Reading passage =

Australian chemical engineer and metallurgist (1934–2023)

James Richard May (20 July 1934 – 6 June 2023) was an Australian chemical engineer and metallurgist who was the chief executive officer of the Australian Minerals Industry Research Association (AMIRA) between 1968 and 1994. He was also on various academic committees in a number of institutions and organisations.

== Early life and education ==
Jim May was born in Kensington Gardens, Adelaide in 1934 to Eric May and Ellen Miners. He had two brothers: John and Lynton May.

Between 1946 and 1951, May was educated at Adelaide High School where he boarded for a number of years before graduating in late 1951. From 1952, he studied at the University of Adelaide where he completed his Bachelor of Metallurgical and Chemical Engineering (ChE) in 1957 and his Master of Science (MSc) in 1961 at the University of New South Wales. However, during his university days, he played for the South Australian Hockey Team. In the lead up to the 1956 Melbourne Olympics, he declined the opportunity to play in the Australian Hockey Team for the Olympics.

He married Christine May (née Field) in March 1959. They had two sons and one daughter together. On 6 June 2023, May died in Macleod, a suburb of Melbourne.

== Career ==
=== Early career ===
May began his career as a metallurgist at Broken Hill South Mine Limited between 1957 and 1958.
In June 1958, he moved to the Australian Atomic Energy Commission (AAEC) as an Experimental Officer. He worked there until 1968, predominantly at the HIFAR Lucas Heights Nuclear Reactor which had only gone critical in April 1958. This role led him to work abroad with the United Kingdom Atomic Energy Authority in 1963. Following this, May went to the Oak Ridge National Laboratory in the United States in 1964 and 1965. He was a guest scientist in both countries in which he studied for Australia's interest in the manufacturing and reprocessing of nuclear fuels. In 1967, he was appointed head of the Chemical Engineering Section of the Australian Commission but soon left in 1968 to become the chief executive officer of the Australian Minerals Industry Research Association (AMIRA).

To do =
Return the full biography of James Richard May above, word for word.

Input data =

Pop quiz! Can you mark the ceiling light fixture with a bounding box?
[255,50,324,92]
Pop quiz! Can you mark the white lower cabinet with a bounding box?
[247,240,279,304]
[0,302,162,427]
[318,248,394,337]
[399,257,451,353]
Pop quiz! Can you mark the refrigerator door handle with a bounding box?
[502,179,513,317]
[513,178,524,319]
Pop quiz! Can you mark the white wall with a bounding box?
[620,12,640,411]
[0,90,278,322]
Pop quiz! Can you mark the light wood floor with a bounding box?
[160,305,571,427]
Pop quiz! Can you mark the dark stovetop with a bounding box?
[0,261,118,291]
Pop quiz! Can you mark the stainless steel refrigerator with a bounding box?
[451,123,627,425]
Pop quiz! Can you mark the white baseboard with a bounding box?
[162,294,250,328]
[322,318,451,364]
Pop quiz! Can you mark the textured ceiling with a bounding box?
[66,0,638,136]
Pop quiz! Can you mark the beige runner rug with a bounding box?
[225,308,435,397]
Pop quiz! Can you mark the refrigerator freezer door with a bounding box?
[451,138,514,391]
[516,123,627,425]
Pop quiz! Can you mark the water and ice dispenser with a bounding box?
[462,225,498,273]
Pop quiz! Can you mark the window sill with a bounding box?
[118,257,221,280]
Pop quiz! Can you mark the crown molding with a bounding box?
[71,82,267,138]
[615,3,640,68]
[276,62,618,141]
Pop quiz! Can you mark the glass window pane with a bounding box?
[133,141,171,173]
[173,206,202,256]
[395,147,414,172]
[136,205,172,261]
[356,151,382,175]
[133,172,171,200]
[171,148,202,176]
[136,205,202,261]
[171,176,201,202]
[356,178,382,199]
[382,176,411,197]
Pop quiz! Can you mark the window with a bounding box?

Exercise response =
Australian chemical engineer and metallurgist (1934–2023)

James Richard May (20 July 1934 – 6 June 2023) was an Australian chemical engineer and metallurgist who was the chief executive officer of the Australian Minerals Industry Research Association (AMIRA) between 1968 and 1994. He was also on various academic committees in a number of institutions and organisations.

== Early life and education ==
Jim May was born in Kensington Gardens, Adelaide in 1934 to Eric May and Ellen Miners. He had two brothers: John and Lynton May.

Between 1946 and 1951, May was educated at Adelaide High School where he boarded for a number of years before graduating in late 1951. From 1952, he studied at the University of Adelaide where he completed his Bachelor of Metallurgical and Chemical Engineering (ChE) in 1957 and his Master of Science (MSc) in 1961 at the University of New South Wales. However, during his university days, he played for the South Australian Hockey Team. In the lead up to the 1956 Melbourne Olympics, he declined the opportunity to play in the Australian Hockey Team for the Olympics.

He married Christine May (née Field) in March 1959. They had two sons and one daughter together. On 6 June 2023, May died in Macleod, a suburb of Melbourne.

== Career ==
=== Early career ===
May began his career as a metallurgist at Broken Hill South Mine Limited between 1957 and 1958.
In June 1958, he moved to the Australian Atomic Energy Commission (AAEC) as an Experimental Officer. He worked there until 1968, predominantly at the HIFAR Lucas Heights Nuclear Reactor which had only gone critical in April 1958. This role led him to work abroad with the United Kingdom Atomic Energy Authority in 1963. Following this, May went to the Oak Ridge National Laboratory in the United States in 1964 and 1965. He was a guest scientist in both countries in which he studied for Australia's interest in the manufacturing and reprocessing of nuclear fuels. In 1967, he was appointed head of the Chemical Engineering Section of the Australian Commission but soon left in 1968 to become the chief executive officer of the Australian Minerals Industry Research Association (AMIRA).